(TRY IT):
Filter this listing down to the lines that contain the word "then", and copy them.

____________

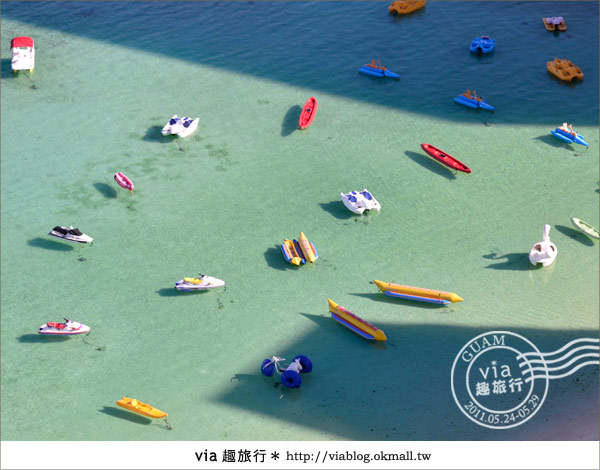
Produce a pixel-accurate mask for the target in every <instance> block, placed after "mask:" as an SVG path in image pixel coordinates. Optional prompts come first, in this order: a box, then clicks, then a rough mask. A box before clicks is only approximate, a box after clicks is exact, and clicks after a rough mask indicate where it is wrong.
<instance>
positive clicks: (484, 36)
mask: <svg viewBox="0 0 600 470" xmlns="http://www.w3.org/2000/svg"><path fill="white" fill-rule="evenodd" d="M495 47H496V40H495V39H492V38H490V37H489V36H481V37H480V38H475V39H473V42H472V43H471V48H470V49H471V52H479V53H482V54H489V53H490V52H492V51H493V50H494V49H495Z"/></svg>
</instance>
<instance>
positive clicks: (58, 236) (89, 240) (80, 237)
mask: <svg viewBox="0 0 600 470" xmlns="http://www.w3.org/2000/svg"><path fill="white" fill-rule="evenodd" d="M48 235H51V236H53V237H56V238H62V239H63V240H67V241H70V242H77V243H91V242H93V241H94V239H93V238H92V237H90V236H89V235H86V234H85V233H81V231H80V230H79V229H78V228H74V227H73V226H72V225H71V226H69V227H63V226H62V225H57V226H56V227H54V228H53V229H52V230H50V231H49V232H48Z"/></svg>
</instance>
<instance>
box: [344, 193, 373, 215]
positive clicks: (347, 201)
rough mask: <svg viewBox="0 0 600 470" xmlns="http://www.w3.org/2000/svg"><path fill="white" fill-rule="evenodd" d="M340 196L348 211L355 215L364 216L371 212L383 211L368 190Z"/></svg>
mask: <svg viewBox="0 0 600 470" xmlns="http://www.w3.org/2000/svg"><path fill="white" fill-rule="evenodd" d="M340 196H341V197H342V202H343V203H344V205H345V206H346V207H347V208H348V210H350V211H352V212H354V213H355V214H362V213H363V212H365V211H370V210H376V211H379V210H381V204H379V202H378V201H377V199H375V198H374V197H373V195H372V194H371V193H370V192H369V191H368V190H367V189H366V188H365V189H363V190H362V191H350V192H349V193H347V194H344V193H340Z"/></svg>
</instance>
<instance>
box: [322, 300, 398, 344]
mask: <svg viewBox="0 0 600 470" xmlns="http://www.w3.org/2000/svg"><path fill="white" fill-rule="evenodd" d="M327 300H328V302H329V312H330V313H331V317H332V318H333V319H334V320H335V321H337V322H338V323H341V324H342V325H344V326H345V327H346V328H349V329H351V330H352V331H354V332H355V333H356V334H358V335H360V336H362V337H363V338H365V339H368V340H375V341H385V340H387V336H386V335H385V333H384V332H383V331H382V330H380V329H379V328H377V327H376V326H375V325H371V324H370V323H369V322H367V321H365V320H363V319H362V318H360V317H359V316H357V315H354V314H353V313H352V312H350V311H348V310H346V309H345V308H344V307H342V306H341V305H338V304H336V303H335V302H334V301H333V300H331V299H327Z"/></svg>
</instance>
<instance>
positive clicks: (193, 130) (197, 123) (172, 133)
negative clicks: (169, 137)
mask: <svg viewBox="0 0 600 470" xmlns="http://www.w3.org/2000/svg"><path fill="white" fill-rule="evenodd" d="M199 122H200V118H196V119H192V118H190V117H187V116H184V117H179V116H177V114H174V115H173V117H172V118H171V119H169V122H167V123H166V124H165V126H164V127H163V128H162V131H161V133H162V135H173V134H177V135H178V136H179V137H187V136H189V135H192V134H193V133H194V132H195V130H196V129H197V128H198V123H199Z"/></svg>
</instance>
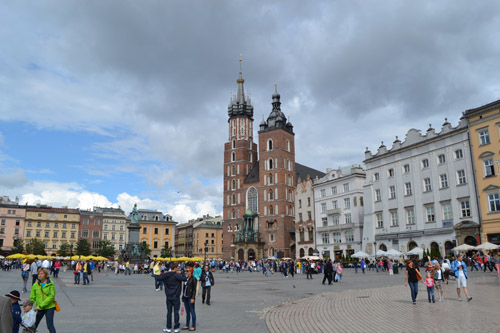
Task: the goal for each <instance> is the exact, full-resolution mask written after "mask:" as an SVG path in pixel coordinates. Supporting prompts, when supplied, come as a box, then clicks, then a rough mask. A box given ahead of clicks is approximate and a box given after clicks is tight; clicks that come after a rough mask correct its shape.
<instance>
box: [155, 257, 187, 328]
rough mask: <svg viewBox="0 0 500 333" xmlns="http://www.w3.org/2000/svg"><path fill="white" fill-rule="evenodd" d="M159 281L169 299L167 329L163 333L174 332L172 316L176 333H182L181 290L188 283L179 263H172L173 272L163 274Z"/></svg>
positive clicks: (168, 298)
mask: <svg viewBox="0 0 500 333" xmlns="http://www.w3.org/2000/svg"><path fill="white" fill-rule="evenodd" d="M158 280H160V281H162V282H163V285H164V286H165V296H166V297H167V327H166V328H165V329H163V332H172V315H173V316H174V325H173V326H174V327H173V328H174V332H175V333H178V332H180V329H179V327H180V326H181V324H180V318H179V310H180V308H181V299H180V296H181V289H182V282H184V281H186V280H187V279H186V277H185V276H182V275H181V270H180V268H179V267H178V266H177V263H175V262H174V263H172V266H171V271H170V272H166V273H162V274H161V275H160V276H159V277H158Z"/></svg>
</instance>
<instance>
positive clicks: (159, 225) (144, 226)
mask: <svg viewBox="0 0 500 333" xmlns="http://www.w3.org/2000/svg"><path fill="white" fill-rule="evenodd" d="M138 214H139V224H140V225H141V234H140V242H141V243H142V242H146V243H147V244H148V245H149V248H150V249H151V257H153V258H156V257H160V253H161V249H162V248H163V247H166V248H169V247H172V251H173V248H174V235H175V225H176V224H177V222H174V221H173V220H172V216H170V215H163V213H162V212H158V211H156V210H148V209H139V210H138ZM129 218H130V217H129Z"/></svg>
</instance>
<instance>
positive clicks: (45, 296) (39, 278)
mask: <svg viewBox="0 0 500 333" xmlns="http://www.w3.org/2000/svg"><path fill="white" fill-rule="evenodd" d="M55 297H56V288H55V286H54V282H53V281H52V279H50V278H49V271H48V270H47V269H45V268H42V269H40V271H39V272H38V281H37V282H36V283H35V284H34V285H33V287H32V288H31V294H30V301H32V302H33V303H34V304H35V311H37V314H36V323H35V327H37V328H38V325H39V324H40V322H41V321H42V319H43V317H45V322H46V324H47V329H48V330H49V332H50V333H56V328H55V326H54V314H55V307H56V305H55Z"/></svg>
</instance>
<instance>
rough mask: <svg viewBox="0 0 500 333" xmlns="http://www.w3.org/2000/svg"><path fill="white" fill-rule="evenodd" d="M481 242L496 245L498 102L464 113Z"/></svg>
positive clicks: (496, 234)
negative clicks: (468, 144)
mask: <svg viewBox="0 0 500 333" xmlns="http://www.w3.org/2000/svg"><path fill="white" fill-rule="evenodd" d="M464 116H465V117H466V119H467V120H468V122H469V136H470V143H471V148H472V156H473V163H474V171H475V172H474V174H475V177H476V188H477V197H478V201H479V207H480V212H481V242H482V243H484V242H486V241H488V242H491V243H494V244H500V100H498V101H495V102H493V103H490V104H486V105H483V106H481V107H478V108H475V109H471V110H467V111H465V112H464Z"/></svg>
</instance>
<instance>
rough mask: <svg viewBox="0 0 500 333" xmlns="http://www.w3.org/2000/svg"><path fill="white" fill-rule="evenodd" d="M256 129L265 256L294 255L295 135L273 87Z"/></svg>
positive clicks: (278, 96) (294, 241)
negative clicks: (265, 118)
mask: <svg viewBox="0 0 500 333" xmlns="http://www.w3.org/2000/svg"><path fill="white" fill-rule="evenodd" d="M272 98H273V101H272V111H271V113H270V114H269V116H268V118H267V120H264V119H263V120H262V122H261V124H260V130H259V178H260V180H259V200H258V202H259V231H260V233H261V236H262V241H263V242H264V243H265V248H264V254H265V255H267V256H268V257H274V256H276V255H277V256H278V257H283V256H284V257H291V258H293V257H294V253H292V251H291V249H292V247H293V246H294V244H295V241H294V238H295V237H294V232H295V230H294V228H293V227H294V206H295V205H294V193H295V187H296V185H295V184H296V180H295V140H294V137H295V134H294V133H293V126H292V124H291V123H290V122H288V121H287V119H286V116H285V115H284V114H283V112H281V101H280V94H279V93H278V91H277V88H276V87H275V92H274V94H273V96H272Z"/></svg>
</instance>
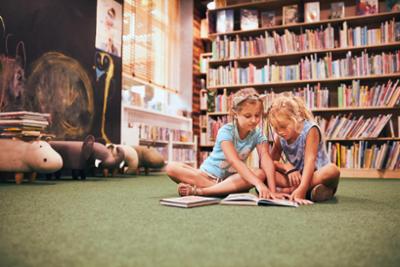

____________

(RESULT FOR THIS TASK):
Produce a pixel-accurate mask for the target in every <instance> block, placed after "mask:" as an SVG path in image pixel coordinates. Optional prompts come first, in this order: a box, then clicks, then a rough mask. A box before clicks is only approximate, a box after clicks is exact, and clicks after a rough mask indicate where it is wrong.
Task: the goal for each <instance> is the exact, full-resolution mask written after "mask:" as an SVG path in pixel coordinates. Supporting prompts, when supplied, come as a box, then clicks, then a rough mask. A box given ahead of clicks is approximate and a box given after clicks is tight; clicks that come after a rough mask correct its shape.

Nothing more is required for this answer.